- 任务要求 A -
请列出文本部分中，从以 com.vesoft.nebula.connector 开头的包里导入的全部类名。
- 任务要求 B -
请依据文本部分回答以下问题：
(i) 所用的 nebula 版本是多少？
(ii) nebula 中共存有多少个顶点？
(iii) 数据拉取共耗时多久？
- 任务要求 C -
请判断以下陈述是否与文本部分相符，逐条回答"是"或"否"，并准确引用文本部分中起决定作用的原文：
(i) 部署方式为集群部署。
(ii) 磁盘为 512SSD。
(iii) 所用版本为线上版本。

- 文本部分 -
┄┄┄┄┄┄
- nebula 版本:2.0.0
- 部署方式:单机
- 是否为线上版本:N
- 硬件信息
- 磁盘 512SSD
- CPU、内存信息 16核128G
- 问题的具体描述
- 相关的 meta / storage / graph info 日志信息
nebula中存了共(405283顶点,1737530边),如下算法只拉取其中的一部分边和点进行联通分量计算,实际运行过程中,发现数据加载过程缓慢,共用了2个多小时才将数据拉取完毕,该怎么优化解决?
import com.facebook.thrift.protocol.TCompactProtocol
import com.vesoft.nebula.connector.connector.{EdgeRank, NebulaDataFrameReader, Prop}
import com.vesoft.nebula.connector.{NebulaConnectionConfig, ReadNebulaConfig}
import org.apache.log4j.{Level, Logger}
import org.apache.spark.SparkConf
import org.apache.spark.graphx.{Graph, VertexId, VertexRDD}
import org.apache.spark.sql.SparkSession
import org.slf4j.LoggerFactory
object NebulaConnectedComponents {
private val LOG = LoggerFactory.getLogger(this.getClass)
┄┄┄┄┄┄
- 数据 -

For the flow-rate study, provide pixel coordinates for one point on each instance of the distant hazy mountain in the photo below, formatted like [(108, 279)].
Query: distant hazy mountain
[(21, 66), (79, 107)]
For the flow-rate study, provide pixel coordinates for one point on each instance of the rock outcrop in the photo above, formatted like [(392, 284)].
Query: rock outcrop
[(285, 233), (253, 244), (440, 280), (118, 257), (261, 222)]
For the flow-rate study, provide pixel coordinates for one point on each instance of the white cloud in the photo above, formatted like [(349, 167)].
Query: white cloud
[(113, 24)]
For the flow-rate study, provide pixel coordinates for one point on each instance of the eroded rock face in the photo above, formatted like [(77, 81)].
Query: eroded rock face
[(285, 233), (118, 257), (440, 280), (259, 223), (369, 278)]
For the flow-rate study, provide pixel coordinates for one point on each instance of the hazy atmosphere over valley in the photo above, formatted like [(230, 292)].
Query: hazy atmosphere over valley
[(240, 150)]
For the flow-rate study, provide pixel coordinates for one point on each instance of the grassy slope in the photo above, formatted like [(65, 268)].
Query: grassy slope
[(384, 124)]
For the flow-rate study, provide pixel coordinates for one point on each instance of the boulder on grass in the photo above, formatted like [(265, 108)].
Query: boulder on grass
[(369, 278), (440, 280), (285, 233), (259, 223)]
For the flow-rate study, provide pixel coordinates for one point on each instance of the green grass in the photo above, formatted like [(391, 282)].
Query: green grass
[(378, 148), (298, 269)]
┄┄┄┄┄┄
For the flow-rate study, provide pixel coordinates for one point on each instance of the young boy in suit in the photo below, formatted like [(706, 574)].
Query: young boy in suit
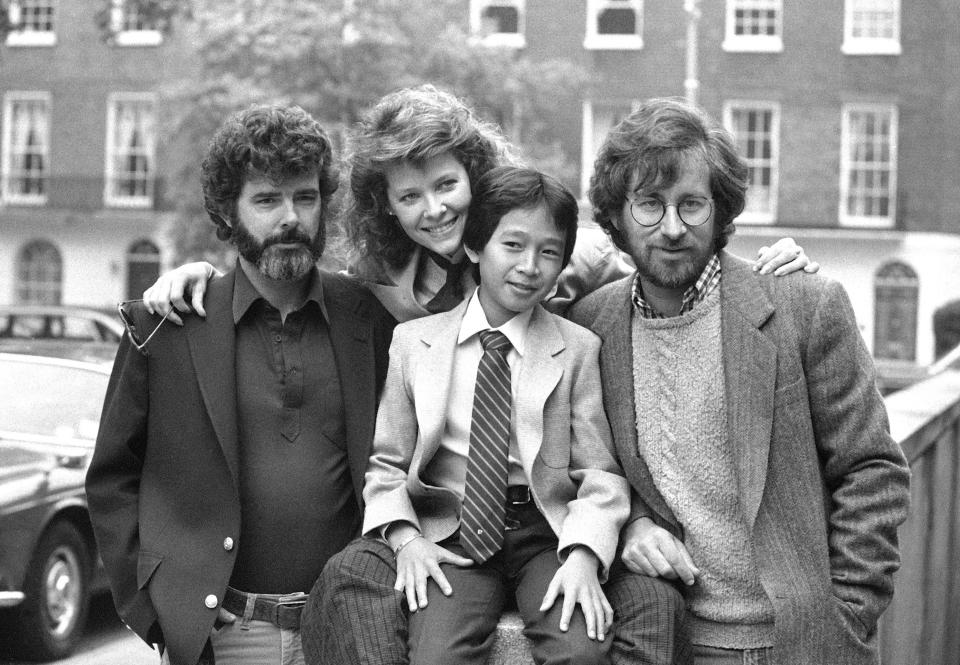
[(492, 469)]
┄┄┄┄┄┄
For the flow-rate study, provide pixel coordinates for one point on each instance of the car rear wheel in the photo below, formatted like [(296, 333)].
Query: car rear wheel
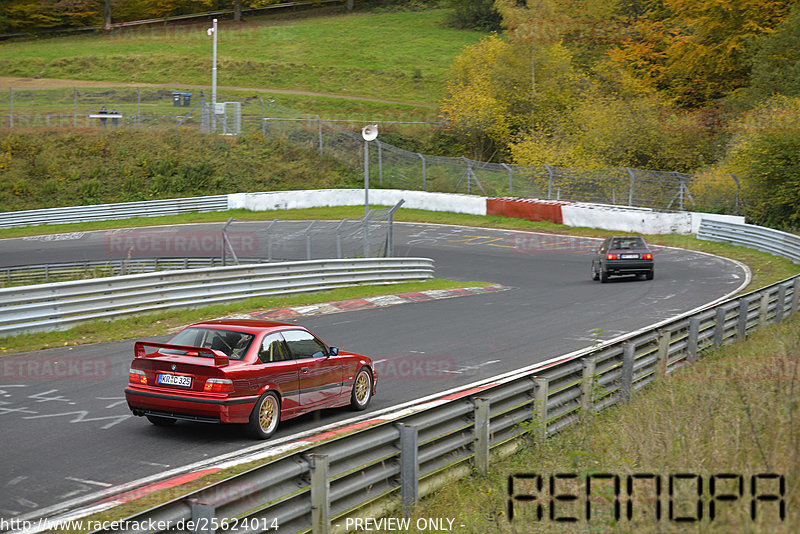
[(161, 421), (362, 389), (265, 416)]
┄┄┄┄┄┄
- 书面回答 A -
EdgeRank、NebulaDataFrameReader、Prop、NebulaConnectionConfig、ReadNebulaConfig

- 书面回答 B -
(i) 2.0.0
(ii) 405283 个
(iii) 2 个多小时

- 书面回答 C -
(i) 否："部署方式:单机"
(ii) 是："磁盘 512SSD"
(iii) 否："是否为线上版本:N"